## [TASK DETAILS]
Update the items below by replacing every "Target" with "Label" and leaving everything else unchanged. Leave the pictures out of your answer.

## [DATA SUPPLIED]
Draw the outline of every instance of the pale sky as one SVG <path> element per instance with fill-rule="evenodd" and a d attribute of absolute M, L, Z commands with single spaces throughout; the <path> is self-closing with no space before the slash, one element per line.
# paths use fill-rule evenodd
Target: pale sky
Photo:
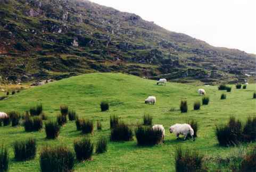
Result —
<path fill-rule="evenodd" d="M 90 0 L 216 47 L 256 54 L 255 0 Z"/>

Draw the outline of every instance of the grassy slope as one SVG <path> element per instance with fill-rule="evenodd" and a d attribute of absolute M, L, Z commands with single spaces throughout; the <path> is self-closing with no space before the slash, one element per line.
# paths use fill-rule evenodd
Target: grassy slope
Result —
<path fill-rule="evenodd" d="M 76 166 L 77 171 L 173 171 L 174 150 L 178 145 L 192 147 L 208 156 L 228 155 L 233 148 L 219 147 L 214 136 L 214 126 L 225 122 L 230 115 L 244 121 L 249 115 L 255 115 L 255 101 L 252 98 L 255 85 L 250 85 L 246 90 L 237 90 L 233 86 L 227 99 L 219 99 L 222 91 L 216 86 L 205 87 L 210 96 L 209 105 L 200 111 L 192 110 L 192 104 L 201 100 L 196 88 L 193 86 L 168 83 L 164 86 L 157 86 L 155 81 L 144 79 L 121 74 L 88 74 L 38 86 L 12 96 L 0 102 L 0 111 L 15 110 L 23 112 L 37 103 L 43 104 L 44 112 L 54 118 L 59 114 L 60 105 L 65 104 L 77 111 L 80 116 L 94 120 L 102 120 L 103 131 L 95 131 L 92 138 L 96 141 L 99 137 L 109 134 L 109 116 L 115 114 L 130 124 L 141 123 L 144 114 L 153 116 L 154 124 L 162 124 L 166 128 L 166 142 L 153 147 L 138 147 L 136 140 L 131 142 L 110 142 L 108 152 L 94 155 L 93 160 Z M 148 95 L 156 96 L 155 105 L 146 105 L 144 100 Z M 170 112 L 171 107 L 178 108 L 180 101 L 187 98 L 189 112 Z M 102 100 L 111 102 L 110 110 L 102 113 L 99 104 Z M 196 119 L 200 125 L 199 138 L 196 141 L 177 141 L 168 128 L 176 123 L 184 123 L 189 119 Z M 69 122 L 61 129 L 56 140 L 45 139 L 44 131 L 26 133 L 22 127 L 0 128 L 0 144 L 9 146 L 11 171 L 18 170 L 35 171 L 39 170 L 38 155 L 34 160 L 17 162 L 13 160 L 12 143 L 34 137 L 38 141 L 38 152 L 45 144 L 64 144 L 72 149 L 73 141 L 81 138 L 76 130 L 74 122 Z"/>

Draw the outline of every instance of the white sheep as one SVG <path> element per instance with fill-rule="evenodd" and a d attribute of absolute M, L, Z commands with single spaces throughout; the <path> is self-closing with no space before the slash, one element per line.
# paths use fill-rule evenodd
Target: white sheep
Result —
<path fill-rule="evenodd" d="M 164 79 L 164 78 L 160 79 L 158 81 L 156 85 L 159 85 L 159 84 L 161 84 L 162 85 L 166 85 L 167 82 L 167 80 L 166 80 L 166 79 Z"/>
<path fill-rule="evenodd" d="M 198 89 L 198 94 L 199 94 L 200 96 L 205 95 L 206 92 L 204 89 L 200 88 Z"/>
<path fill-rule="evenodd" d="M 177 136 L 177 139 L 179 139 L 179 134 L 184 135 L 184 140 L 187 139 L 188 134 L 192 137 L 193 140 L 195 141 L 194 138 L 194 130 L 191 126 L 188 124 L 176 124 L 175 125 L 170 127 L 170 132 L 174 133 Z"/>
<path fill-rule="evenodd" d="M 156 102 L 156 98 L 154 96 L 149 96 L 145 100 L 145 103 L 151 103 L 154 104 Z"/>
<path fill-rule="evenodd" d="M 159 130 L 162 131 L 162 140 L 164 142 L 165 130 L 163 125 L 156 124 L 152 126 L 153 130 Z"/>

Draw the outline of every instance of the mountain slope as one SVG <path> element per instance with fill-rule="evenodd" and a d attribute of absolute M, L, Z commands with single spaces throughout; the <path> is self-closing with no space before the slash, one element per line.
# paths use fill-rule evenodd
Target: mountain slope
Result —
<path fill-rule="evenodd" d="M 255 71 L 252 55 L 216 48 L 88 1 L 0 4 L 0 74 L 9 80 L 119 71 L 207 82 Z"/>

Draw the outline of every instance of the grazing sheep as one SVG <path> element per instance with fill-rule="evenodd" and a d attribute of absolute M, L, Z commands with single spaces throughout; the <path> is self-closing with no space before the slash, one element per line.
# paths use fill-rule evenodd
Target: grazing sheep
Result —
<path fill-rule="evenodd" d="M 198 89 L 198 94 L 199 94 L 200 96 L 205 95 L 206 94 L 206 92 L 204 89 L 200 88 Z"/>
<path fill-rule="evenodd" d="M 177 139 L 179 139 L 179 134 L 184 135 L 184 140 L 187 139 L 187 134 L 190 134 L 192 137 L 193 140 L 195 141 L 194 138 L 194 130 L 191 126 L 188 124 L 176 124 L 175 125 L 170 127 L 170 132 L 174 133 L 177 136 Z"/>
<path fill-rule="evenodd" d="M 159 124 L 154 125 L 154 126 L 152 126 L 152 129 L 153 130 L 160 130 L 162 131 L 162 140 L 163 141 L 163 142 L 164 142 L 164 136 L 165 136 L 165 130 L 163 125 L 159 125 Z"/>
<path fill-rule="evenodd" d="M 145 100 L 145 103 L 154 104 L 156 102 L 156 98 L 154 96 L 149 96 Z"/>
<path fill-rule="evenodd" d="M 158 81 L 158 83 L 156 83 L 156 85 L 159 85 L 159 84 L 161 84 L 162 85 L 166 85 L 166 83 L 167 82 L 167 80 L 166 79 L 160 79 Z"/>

## [WORKED ANSWER]
Draw the outline of every instance of the pale sky as one SVG <path> element per instance with fill-rule="evenodd" and a d attribute of absolute M, L, Z commands with single spaces throughout; the <path> is self-closing with no space before the slash, one element per line.
# paths use fill-rule evenodd
Label: pale sky
Photo:
Result —
<path fill-rule="evenodd" d="M 90 0 L 216 47 L 256 54 L 255 0 Z"/>

Draw the outline of every instance of the grassy slope as one SVG <path> element per instance with fill-rule="evenodd" and a d attribute of absolute M, L, Z commands with single spaces throughout; the <path> is self-closing with no space before the slash, one element per line.
# paths use fill-rule evenodd
Label: grassy slope
Result —
<path fill-rule="evenodd" d="M 76 166 L 77 171 L 173 171 L 174 150 L 178 145 L 192 147 L 208 156 L 228 155 L 233 148 L 219 147 L 214 136 L 214 126 L 225 122 L 230 115 L 244 121 L 249 115 L 255 115 L 255 101 L 252 98 L 255 85 L 250 85 L 246 90 L 237 90 L 233 86 L 227 99 L 219 99 L 222 91 L 216 86 L 205 87 L 210 96 L 209 105 L 200 111 L 192 110 L 192 104 L 201 100 L 196 88 L 193 86 L 168 83 L 164 86 L 157 86 L 155 81 L 144 79 L 121 74 L 88 74 L 38 86 L 12 96 L 0 102 L 0 111 L 15 110 L 23 112 L 37 103 L 43 104 L 44 112 L 54 118 L 59 114 L 60 105 L 65 104 L 77 111 L 80 116 L 94 120 L 102 120 L 103 131 L 95 131 L 92 138 L 96 141 L 99 137 L 109 134 L 109 116 L 115 114 L 130 124 L 141 123 L 144 114 L 153 116 L 154 124 L 162 124 L 166 128 L 166 142 L 153 147 L 138 147 L 136 140 L 131 142 L 110 142 L 108 152 L 94 155 L 93 160 Z M 148 95 L 156 96 L 155 105 L 146 105 L 144 100 Z M 170 112 L 171 107 L 178 108 L 180 101 L 187 98 L 189 112 Z M 102 100 L 111 102 L 110 110 L 102 113 L 99 104 Z M 196 119 L 200 125 L 199 138 L 196 141 L 177 141 L 168 128 L 176 123 L 184 123 L 189 119 Z M 69 122 L 61 129 L 56 140 L 45 139 L 44 131 L 26 133 L 22 127 L 0 128 L 0 144 L 9 146 L 11 171 L 18 170 L 35 171 L 39 170 L 38 155 L 34 160 L 17 162 L 13 160 L 12 143 L 34 137 L 38 141 L 38 152 L 45 144 L 64 144 L 72 149 L 73 141 L 81 138 L 76 130 L 74 122 Z"/>

Draw the outline of every instance of the white sheep as one SVG <path> element per instance with fill-rule="evenodd" and a d attribute of absolute M, L, Z commands with single spaces throughout; the <path> is self-closing with no space before the slash, one element per line.
# paths use fill-rule evenodd
Label: white sheep
Result —
<path fill-rule="evenodd" d="M 164 79 L 164 78 L 160 79 L 158 81 L 156 85 L 159 85 L 159 84 L 161 84 L 162 85 L 166 85 L 167 82 L 167 80 L 166 80 L 166 79 Z"/>
<path fill-rule="evenodd" d="M 198 89 L 198 94 L 199 94 L 200 96 L 205 95 L 206 92 L 204 89 L 200 88 Z"/>
<path fill-rule="evenodd" d="M 177 136 L 177 139 L 179 139 L 179 134 L 184 135 L 184 140 L 187 139 L 188 134 L 192 137 L 193 140 L 195 141 L 194 138 L 194 130 L 191 126 L 188 124 L 176 124 L 175 125 L 170 127 L 170 132 L 174 133 Z"/>
<path fill-rule="evenodd" d="M 156 102 L 156 98 L 154 96 L 149 96 L 145 100 L 145 103 L 151 103 L 154 104 Z"/>
<path fill-rule="evenodd" d="M 159 130 L 162 131 L 162 140 L 164 142 L 165 130 L 163 125 L 156 124 L 152 126 L 153 130 Z"/>

Draw the outline of every instance of the mountain slope as one SVG <path> element per instance with fill-rule="evenodd" and a d attribute of absolute M, L, Z commands with single spaces throughout; the <path> is self-closing with no space before the slash, one element per line.
# paths use fill-rule evenodd
Label: mountain slope
Result —
<path fill-rule="evenodd" d="M 255 71 L 252 55 L 216 48 L 88 1 L 0 4 L 0 74 L 9 80 L 119 71 L 207 82 Z"/>

Draw the outline of every instance of the grazing sheep as one SVG <path> element per instance with fill-rule="evenodd" and a d attribute of absolute M, L, Z commands with single spaces throughout; the <path> is self-closing with no space before the slash, one element per line.
# paths use fill-rule evenodd
Label: grazing sheep
Result —
<path fill-rule="evenodd" d="M 198 89 L 198 94 L 199 94 L 200 96 L 205 95 L 206 94 L 206 92 L 204 89 L 200 88 Z"/>
<path fill-rule="evenodd" d="M 177 139 L 179 139 L 179 134 L 184 135 L 184 140 L 187 139 L 187 134 L 190 134 L 192 137 L 193 140 L 195 141 L 194 138 L 194 130 L 191 126 L 188 124 L 176 124 L 175 125 L 170 127 L 170 132 L 174 133 L 177 136 Z"/>
<path fill-rule="evenodd" d="M 159 124 L 154 125 L 154 126 L 152 126 L 152 129 L 153 130 L 160 130 L 162 131 L 162 140 L 163 141 L 163 142 L 164 142 L 164 136 L 165 136 L 165 130 L 163 125 L 159 125 Z"/>
<path fill-rule="evenodd" d="M 145 100 L 145 103 L 154 104 L 156 102 L 156 98 L 154 96 L 149 96 Z"/>
<path fill-rule="evenodd" d="M 158 81 L 158 83 L 156 83 L 156 85 L 159 85 L 159 84 L 161 84 L 162 85 L 166 85 L 166 83 L 167 82 L 167 80 L 166 79 L 160 79 Z"/>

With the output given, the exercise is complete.